According to the anti-racism organisation Hope Not Hate, many people within anti-lockdown movements, as well as the far-right, “have begun to self-identify as ‘journalists’ in an age when trust in traditional media outlets is low and increasing numbers of people get their information via social media”. Their aim, the charity says, is to create the sense that there is no objective truth – a key theme of Donald Trump’s term as US President, during which he regularly criticised the “fake news media”.
While we are perhaps more familiar with this happening on social media, the Watt incident outside Downing Street suggests that the rage and distortion happening online is translating into hostility offline too. Yet, the channels playing host to these theories are poorly understood by the mainstream media, politicians and law enforcement.
While anti-lockdown conspiracy theorists gain thousands of hits online and amass a political presence – five right-wing populist parties are standing in the upcoming Batley and Spen by-election – little is being done to meaningfully counter this worrying trend.
Indeed, this is not the first time William Coleshill has been involved in controversy. A former Conservative councillor in Enfield in London, he was suspended by the party in September 2018 when, in a debate about school spending, he asked if the Turkish family of a Labour councillor had “brought a classroom with them” to the UK. A year later, he allegedly harassed Labour MP Jess Phillips in Parliament Square, according to a journalist and lawyer who were present, as well as the MP herself.
Since the start of the Coronavirus crisis, Coleshill has become involved in the anti-lockdown movement. He was charged with participating in an outdoor gathering without a reasonable excuse after attending an anti-lockdown rally in Speakers’ Corner, Hyde Park, last November.

[Saved entries]
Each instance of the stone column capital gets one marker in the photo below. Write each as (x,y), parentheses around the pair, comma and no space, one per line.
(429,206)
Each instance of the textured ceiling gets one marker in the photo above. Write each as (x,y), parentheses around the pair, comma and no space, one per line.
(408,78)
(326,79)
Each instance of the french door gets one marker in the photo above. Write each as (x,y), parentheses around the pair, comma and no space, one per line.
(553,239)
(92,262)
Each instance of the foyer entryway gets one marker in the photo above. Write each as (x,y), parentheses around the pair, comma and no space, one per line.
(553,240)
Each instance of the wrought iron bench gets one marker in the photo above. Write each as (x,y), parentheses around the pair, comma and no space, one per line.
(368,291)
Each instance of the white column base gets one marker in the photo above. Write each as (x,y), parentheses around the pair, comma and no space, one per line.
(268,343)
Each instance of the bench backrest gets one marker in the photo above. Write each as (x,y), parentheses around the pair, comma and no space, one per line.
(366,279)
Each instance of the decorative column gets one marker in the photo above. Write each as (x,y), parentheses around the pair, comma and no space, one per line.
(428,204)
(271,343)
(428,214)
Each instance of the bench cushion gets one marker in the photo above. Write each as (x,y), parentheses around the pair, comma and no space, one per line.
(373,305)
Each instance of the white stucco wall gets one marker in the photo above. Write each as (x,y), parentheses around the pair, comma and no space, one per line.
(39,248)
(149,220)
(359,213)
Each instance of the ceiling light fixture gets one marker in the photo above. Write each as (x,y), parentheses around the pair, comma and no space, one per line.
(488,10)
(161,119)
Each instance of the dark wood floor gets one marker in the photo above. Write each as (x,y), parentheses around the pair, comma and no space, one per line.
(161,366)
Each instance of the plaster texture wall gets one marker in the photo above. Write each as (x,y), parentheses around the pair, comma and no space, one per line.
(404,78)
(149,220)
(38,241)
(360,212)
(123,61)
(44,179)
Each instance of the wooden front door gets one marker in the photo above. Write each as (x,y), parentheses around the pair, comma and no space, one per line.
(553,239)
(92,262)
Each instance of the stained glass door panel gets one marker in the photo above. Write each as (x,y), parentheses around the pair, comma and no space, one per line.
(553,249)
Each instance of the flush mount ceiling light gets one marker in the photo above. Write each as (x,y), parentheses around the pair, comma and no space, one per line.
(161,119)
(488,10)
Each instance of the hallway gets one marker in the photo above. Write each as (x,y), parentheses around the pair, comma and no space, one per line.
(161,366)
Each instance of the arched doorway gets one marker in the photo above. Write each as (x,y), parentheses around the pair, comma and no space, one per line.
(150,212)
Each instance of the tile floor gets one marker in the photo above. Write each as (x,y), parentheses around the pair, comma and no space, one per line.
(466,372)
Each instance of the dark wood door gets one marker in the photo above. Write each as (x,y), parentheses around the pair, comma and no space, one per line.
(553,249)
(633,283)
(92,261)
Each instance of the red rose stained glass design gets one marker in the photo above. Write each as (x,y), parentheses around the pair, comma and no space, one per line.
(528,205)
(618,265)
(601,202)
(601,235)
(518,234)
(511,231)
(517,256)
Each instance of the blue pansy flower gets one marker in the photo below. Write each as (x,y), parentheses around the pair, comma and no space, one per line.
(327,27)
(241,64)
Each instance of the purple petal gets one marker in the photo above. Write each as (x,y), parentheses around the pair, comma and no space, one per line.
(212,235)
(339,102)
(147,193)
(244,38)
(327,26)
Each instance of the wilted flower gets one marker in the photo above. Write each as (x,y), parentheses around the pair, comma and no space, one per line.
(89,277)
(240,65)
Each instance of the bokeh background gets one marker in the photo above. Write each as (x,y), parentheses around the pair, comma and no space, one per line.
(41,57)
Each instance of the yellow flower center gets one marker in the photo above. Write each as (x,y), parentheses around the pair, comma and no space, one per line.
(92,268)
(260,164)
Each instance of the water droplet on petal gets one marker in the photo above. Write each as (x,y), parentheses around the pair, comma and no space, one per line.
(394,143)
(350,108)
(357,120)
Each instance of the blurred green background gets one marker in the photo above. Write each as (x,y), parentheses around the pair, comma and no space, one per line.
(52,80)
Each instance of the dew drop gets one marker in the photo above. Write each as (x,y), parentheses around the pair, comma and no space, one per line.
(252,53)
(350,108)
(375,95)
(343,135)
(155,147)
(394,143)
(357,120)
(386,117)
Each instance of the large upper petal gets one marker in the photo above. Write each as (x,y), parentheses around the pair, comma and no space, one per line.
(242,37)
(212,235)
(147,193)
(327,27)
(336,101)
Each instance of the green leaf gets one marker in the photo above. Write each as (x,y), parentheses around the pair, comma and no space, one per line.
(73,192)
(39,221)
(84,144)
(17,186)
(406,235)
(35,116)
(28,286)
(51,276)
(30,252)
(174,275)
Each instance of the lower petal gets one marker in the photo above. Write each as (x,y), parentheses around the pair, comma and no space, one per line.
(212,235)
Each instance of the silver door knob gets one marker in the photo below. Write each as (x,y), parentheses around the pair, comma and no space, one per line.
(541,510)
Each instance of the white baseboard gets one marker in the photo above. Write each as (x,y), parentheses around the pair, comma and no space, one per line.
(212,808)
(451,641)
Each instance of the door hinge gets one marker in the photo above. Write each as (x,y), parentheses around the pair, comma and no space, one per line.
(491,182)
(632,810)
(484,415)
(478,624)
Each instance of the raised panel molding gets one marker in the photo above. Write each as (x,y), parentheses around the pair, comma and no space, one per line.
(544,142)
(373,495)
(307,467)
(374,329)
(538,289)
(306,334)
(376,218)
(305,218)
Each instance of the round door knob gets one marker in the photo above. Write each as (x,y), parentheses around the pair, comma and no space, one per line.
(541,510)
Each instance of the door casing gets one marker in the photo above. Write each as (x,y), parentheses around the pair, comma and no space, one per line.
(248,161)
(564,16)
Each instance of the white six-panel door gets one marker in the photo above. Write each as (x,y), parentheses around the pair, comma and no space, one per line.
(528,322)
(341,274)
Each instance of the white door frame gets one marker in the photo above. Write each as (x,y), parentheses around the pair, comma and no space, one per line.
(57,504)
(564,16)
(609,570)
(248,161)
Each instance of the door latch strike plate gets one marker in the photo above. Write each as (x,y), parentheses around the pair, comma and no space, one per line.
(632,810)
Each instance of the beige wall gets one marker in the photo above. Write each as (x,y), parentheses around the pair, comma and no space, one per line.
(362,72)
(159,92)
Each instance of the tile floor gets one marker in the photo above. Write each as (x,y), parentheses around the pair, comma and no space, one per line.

### ASSIGNMENT 1
Rewrite the passage on the anti-lockdown movement between "While anti-lockdown conspiracy" and "the MP herself.", inclusive, replacing "councillor" with "council member" at every occurrence.
### ASSIGNMENT 2
Answer the following from the passage on the anti-lockdown movement:
(a) Which organization says that many people in anti-lockdown movements have begun to self-identify as journalists?
(b) How many right-wing populist parties are standing in the upcoming Batley and Spen by-election?
(c) In what month and year was William Coleshill suspended by the Conservative party?
The data above have no connection to the passage on the anti-lockdown movement.

### WORKED SOLUTION 1
While anti-lockdown conspiracy theorists gain thousands of hits online and amass a political presence – five right-wing populist parties are standing in the upcoming Batley and Spen by-election – little is being done to meaningfully counter this worrying trend.
Indeed, this is not the first time William Coleshill has been involved in controversy. A former Conservative council member in Enfield in London, he was suspended by the party in September 2018 when, in a debate about school spending, he asked if the Turkish family of a Labour council member had “brought a classroom with them” to the UK. A year later, he allegedly harassed Labour MP Jess Phillips in Parliament Square, according to a journalist and lawyer who were present, as well as the MP herself.

### WORKED SOLUTION 2
(a) Hope Not Hate
(b) Five
(c) September 2018